Leading the way
by Sarah Collier, GippsDairy
Shelley Walker recently won the Female Agribusiness Leader of the Year award in this year’s Food and Fibre Awards. Shelley co-owns South Gippsland Dairy with her husband Neil and business partners Campbell and Krista.
The family owned and run business has been operating since 2016, processing colostrum. They are the only ones in Australia currently producing Australian grown colostrum. “We’re the only ones in the world who control the whole process of our product. We collect it, pasteurise it, pack it and we can control every process of that. That’s pretty unique as well,” Shelley said.
Shelley grew up on a dairy farm in Jeetho and went to Loch primary school. She never planned on becoming a dairy farmer herself, but always liked helping out around the farm. “I used to milk the cows, feed the calves and loved being outdoors,” she said.
Her husband Neil grew up on the farm they later purchased. Shelley and Neil were born on the same day, in the same hospital and met in secondary college. They have been married for almost twenty-five years.

▶ Material supplied:
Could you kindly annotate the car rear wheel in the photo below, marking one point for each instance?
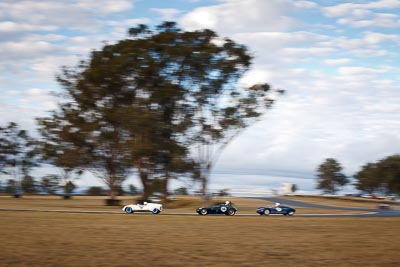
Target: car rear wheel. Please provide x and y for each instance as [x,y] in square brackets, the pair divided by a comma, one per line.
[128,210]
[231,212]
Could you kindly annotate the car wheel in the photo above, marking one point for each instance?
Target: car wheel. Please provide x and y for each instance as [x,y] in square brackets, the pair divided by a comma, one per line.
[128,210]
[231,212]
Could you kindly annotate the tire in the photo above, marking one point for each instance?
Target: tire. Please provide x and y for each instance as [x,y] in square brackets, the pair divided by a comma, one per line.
---
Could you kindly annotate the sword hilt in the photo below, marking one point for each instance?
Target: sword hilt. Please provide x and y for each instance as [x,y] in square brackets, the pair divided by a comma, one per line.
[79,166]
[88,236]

▶ To do:
1 - Write out the stretch of the Shelley Walker profile from "The family owned" through "almost twenty-five years.".
2 - Answer these questions about the Shelley Walker profile.
(a) Since what year has the business been operating?
(b) Which primary school did Shelley attend?
(c) How long have Shelley and Neil been married?
3 - Can you carry on the Shelley Walker profile from the point where it stops?

▶ Per-task outputs:
1 -
The family owned and run business has been operating since 2016, processing colostrum. They are the only ones in Australia currently producing Australian grown colostrum. “We’re the only ones in the world who control the whole process of our product. We collect it, pasteurise it, pack it and we can control every process of that. That’s pretty unique as well,” Shelley said.
Shelley grew up on a dairy farm in Jeetho and went to Loch primary school. She never planned on becoming a dairy farmer herself, but always liked helping out around the farm. “I used to milk the cows, feed the calves and loved being outdoors,” she said.
Her husband Neil grew up on the farm they later purchased. Shelley and Neil were born on the same day, in the same hospital and met in secondary college. They have been married for almost twenty-five years.

2 -
(a) 2016
(b) Loch primary school
(c) Almost twenty-five years

3 -
Their business partner, Campbell, is a dairy process engineer, bringing the missing piece of the puzzle with him when he joined them in 2016.
Last year the team won the Excellence in Entrepreneurship award at the Food Fibre awards. They have also received Dairy Industry Association of Australia (DIAA) gold awards and last year won “The Most Innovative Product” award with the DIAA.
The road to success was paved with a lot of hard work and determination. They did three years of research and development and then had to get the right permits from Dairy Food Safety of Victoria, TGA, APVMA and others. “There was lots of red tape to get through, because we were the only ones in Australia doing it,” Shelley said.
The team’s motto is quality above all else. They currently produce 100-140kg of powder at a time, over a couple of days. “It’s a low volume, high value venture,” Shelley said. “We pasteurise the colostrum, and then it gets freeze dried in Knoxfield, then milled in Dandenong.”
Their process ensures that the colostrum stays as fresh as possible. They freeze it on farm and then process it in a factory. “We’re up to ten farms now and hoping to add another five this season,” Shelley said.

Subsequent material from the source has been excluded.